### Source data
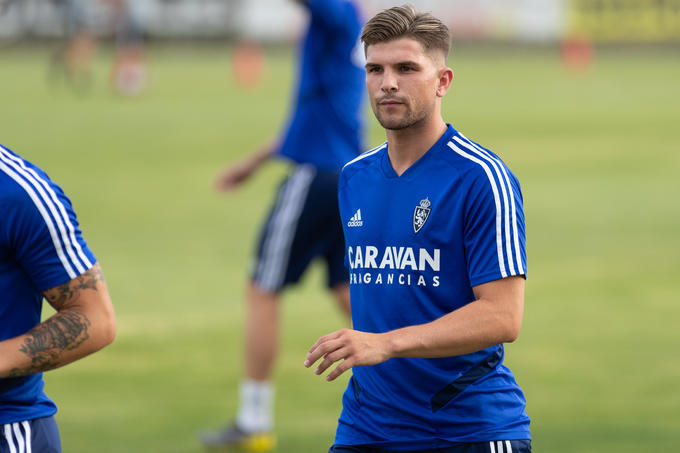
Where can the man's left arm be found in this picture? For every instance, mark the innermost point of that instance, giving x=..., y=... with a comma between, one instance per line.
x=84, y=323
x=494, y=317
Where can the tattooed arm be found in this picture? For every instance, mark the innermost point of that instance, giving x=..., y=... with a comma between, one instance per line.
x=83, y=324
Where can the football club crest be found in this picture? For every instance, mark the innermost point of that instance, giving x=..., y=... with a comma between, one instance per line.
x=420, y=214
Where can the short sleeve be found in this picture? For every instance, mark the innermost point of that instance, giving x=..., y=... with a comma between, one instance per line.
x=494, y=233
x=43, y=231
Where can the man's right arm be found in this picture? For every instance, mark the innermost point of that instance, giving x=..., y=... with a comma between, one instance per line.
x=84, y=323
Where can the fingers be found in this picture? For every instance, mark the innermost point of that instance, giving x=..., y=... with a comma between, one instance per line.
x=324, y=345
x=332, y=348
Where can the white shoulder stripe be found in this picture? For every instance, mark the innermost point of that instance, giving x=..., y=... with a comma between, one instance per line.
x=48, y=221
x=494, y=188
x=66, y=227
x=8, y=438
x=27, y=429
x=366, y=154
x=19, y=436
x=513, y=208
x=498, y=168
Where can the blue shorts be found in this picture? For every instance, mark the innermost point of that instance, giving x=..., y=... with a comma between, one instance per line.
x=303, y=224
x=37, y=435
x=497, y=446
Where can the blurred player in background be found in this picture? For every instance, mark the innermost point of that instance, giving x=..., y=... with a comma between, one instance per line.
x=74, y=56
x=437, y=264
x=323, y=133
x=42, y=254
x=128, y=70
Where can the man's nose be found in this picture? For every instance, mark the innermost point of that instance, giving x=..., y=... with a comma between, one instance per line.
x=389, y=82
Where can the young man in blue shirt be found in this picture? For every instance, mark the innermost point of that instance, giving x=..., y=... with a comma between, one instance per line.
x=42, y=254
x=434, y=232
x=323, y=133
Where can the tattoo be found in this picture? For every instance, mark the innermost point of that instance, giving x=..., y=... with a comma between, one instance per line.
x=70, y=291
x=46, y=343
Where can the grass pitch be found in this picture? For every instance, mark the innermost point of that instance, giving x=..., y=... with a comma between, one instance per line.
x=597, y=156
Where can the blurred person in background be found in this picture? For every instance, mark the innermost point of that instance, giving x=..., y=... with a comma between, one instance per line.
x=324, y=132
x=437, y=267
x=128, y=70
x=73, y=58
x=42, y=255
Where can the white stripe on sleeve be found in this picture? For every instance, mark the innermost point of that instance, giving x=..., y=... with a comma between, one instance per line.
x=366, y=154
x=518, y=254
x=60, y=206
x=46, y=217
x=494, y=188
x=8, y=438
x=27, y=430
x=20, y=438
x=476, y=150
x=51, y=201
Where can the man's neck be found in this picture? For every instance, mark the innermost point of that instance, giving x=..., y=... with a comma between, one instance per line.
x=406, y=146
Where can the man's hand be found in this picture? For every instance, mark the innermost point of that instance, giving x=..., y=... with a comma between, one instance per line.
x=234, y=176
x=354, y=348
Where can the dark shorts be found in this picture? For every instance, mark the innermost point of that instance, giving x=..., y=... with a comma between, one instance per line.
x=37, y=435
x=497, y=446
x=303, y=224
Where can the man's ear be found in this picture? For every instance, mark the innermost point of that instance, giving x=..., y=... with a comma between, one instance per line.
x=445, y=79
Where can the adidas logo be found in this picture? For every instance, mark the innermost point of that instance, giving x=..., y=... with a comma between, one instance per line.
x=356, y=219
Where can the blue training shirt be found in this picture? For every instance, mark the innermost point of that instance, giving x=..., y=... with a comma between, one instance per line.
x=41, y=247
x=416, y=246
x=325, y=128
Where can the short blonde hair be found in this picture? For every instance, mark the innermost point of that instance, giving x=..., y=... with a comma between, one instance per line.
x=407, y=22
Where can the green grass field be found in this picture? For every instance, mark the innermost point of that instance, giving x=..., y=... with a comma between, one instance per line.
x=598, y=156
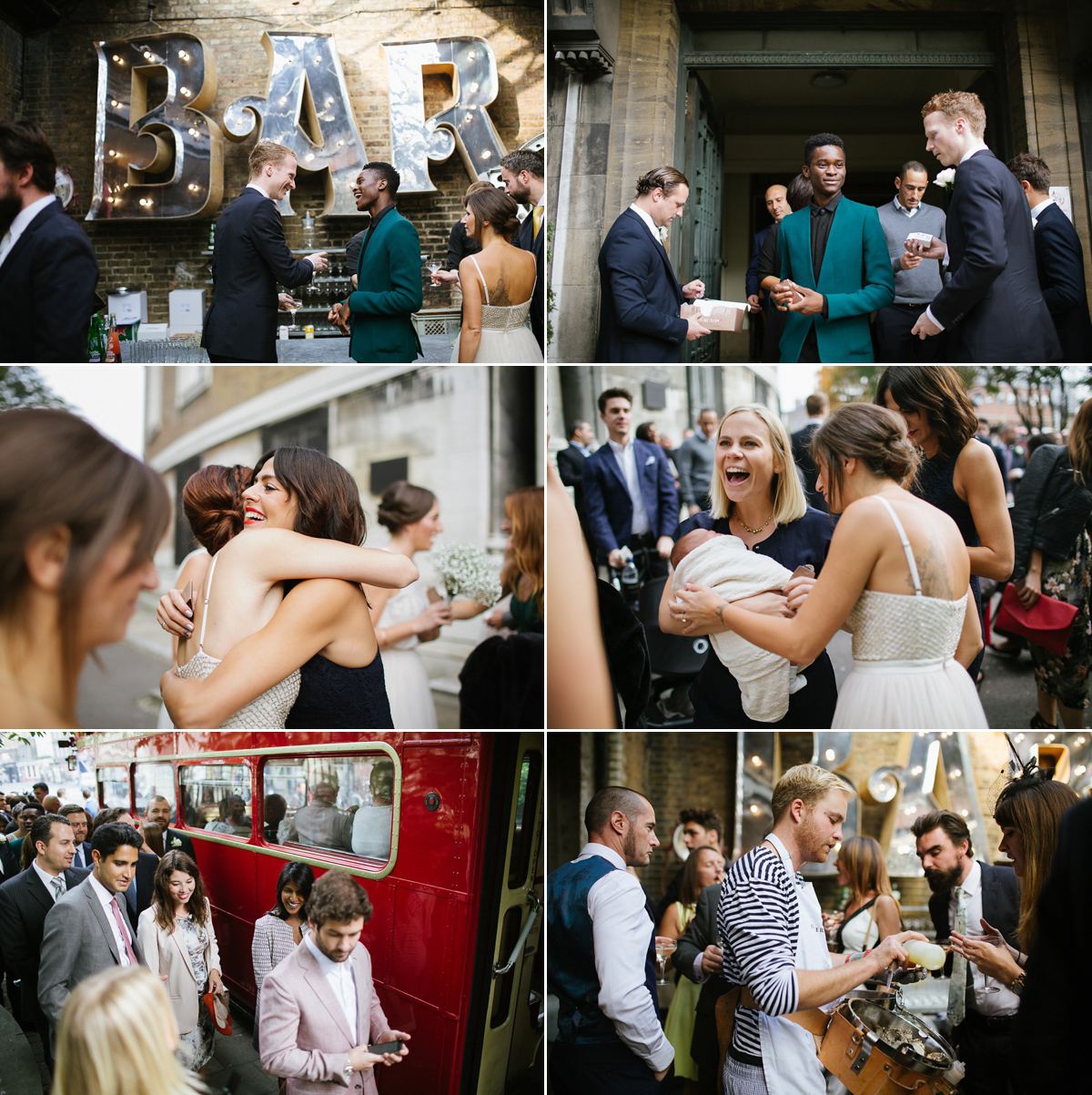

### What to produce
In the data above, copy word for word every line from the one containing "Where can the white shoulder" through the one containing "x=27, y=429", including both of those lines.

### Exercise answer
Where can the white shoulder stripe be found in this picture? For every instance, mark the innermost point of that instance, giving x=..., y=... with a comma between, one instance per line.
x=48, y=221
x=494, y=188
x=66, y=227
x=8, y=438
x=27, y=429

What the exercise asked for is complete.